Short exercise 1: In the mailing-list message, what is the stated cost of handing out a new integer?

Re: 5291 - A Task Force

From: Dom Lachowicz (domlachowicz@yahoo.com)
Date: Thu Sep 25 2003 - 13:49:16 EDT

  • Next message: Dom Lachowicz: "Re: 5291 - A Task Force"

    Hi Mike,

    > I'd say: Yes. All two of them should internally be
    > represented in the same
    > way, and when written out to a (possibly new) file
    > they should be
    > normalized.

    Some pre-processing normalization might help here.
    Like stripping out extraneous spaces, ordering props
    alphabetically, etc... Then again, it might be
    expensive to do such a thing.

    > Indeed! It also displays a crucial flaw in my idea.
    > Yes, a single 32-bit
    > value would still be good to represent such
    > "combined" props, but how to
    > represent it?

    See above for some proposed "intelligence". However,
    you need to make sure that your ordering + integer
    assignment phase is faster than what we're doing now.
    This isn't clear to me to be the case (though it may
    very well be).

    Since we've got 27000 add/store cases, that will
    result in 27000 re-orderings, plus 47,000,000 integer
    comparisons. The cost of handing out a new integer
    will be constant-time (i++). It all hinges on how
    expensive the reordering phase is. A quick test could
    be to make use of FJF's new string map class which
    will take a CSS props block and then you sort its
    contents.

    > > We have
    > > quadratic behavior in our comparison routine. We
    > must
    > > perform 47,000,000 comparisons from something
    > that's
    > > only called 27,000 times.
    >
    > That can't be right, can it? 27K^2 = 729K, more than
    > an order of magnitude
    > worse (like it wasn't bad anough already ;-) ).

    O(n^2), not n^2. What we have is a situation like
    this:

    For the first item, the list is empty. Insert it. For
    the second item, you must do 1 comparison to see if
    it's a duplicate. For the second, you must do (on
    average) 1, but maybe 2. You'll see that you have an
    alogorithm that looks like this for an "average" case
    where you're as likely to find something in the first
    half as you are in the second half:

    27000/2 + 26999/2 + 26998/2 + ...
    or
    (n/2) + ((n-1)/2) + ((n-2)/2) + ...

    So you end up having things that are roughly (n *
    (n/2)) operations, or O(n^2) behavior. In any case,
    it's bad.

    > > Yes, strcmp is a little
    > > wasteful. Is the solution to replace strcmp with
    > an
    > > integer comparison, or to find a solution that
    > doesn't
    > > require calling strcmp (or an equivalent integer
    > > comparison) 47 million times?

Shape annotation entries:
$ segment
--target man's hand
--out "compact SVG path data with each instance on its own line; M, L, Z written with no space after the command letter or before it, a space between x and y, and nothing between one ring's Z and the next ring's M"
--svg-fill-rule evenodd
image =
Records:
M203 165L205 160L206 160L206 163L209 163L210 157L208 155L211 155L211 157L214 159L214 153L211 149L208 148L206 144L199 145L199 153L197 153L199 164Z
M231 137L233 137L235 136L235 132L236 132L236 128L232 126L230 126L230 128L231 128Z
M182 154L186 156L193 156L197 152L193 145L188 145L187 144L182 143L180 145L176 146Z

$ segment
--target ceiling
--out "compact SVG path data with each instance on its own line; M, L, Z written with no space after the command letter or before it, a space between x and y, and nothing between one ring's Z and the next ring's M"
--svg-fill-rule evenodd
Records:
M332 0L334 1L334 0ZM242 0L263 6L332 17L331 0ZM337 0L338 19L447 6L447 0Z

Short exercise 2: Reproduce the entries from their start through the line containing "M182 154L186 156L193", with both ends included.

Complete output 1: It will be constant-time (i++).

Complete output 2:
$ segment
--target man's hand
--out "compact SVG path data with each instance on its own line; M, L, Z written with no space after the command letter or before it, a space between x and y, and nothing between one ring's Z and the next ring's M"
--svg-fill-rule evenodd
image =
Records:
M203 165L205 160L206 160L206 163L209 163L210 157L208 155L211 155L211 157L214 159L214 153L211 149L208 148L206 144L199 145L199 153L197 153L199 164Z
M231 137L233 137L235 136L235 132L236 132L236 128L232 126L230 126L230 128L231 128Z
M182 154L186 156L193 156L197 152L193 145L188 145L187 144L182 143L180 145L176 146Z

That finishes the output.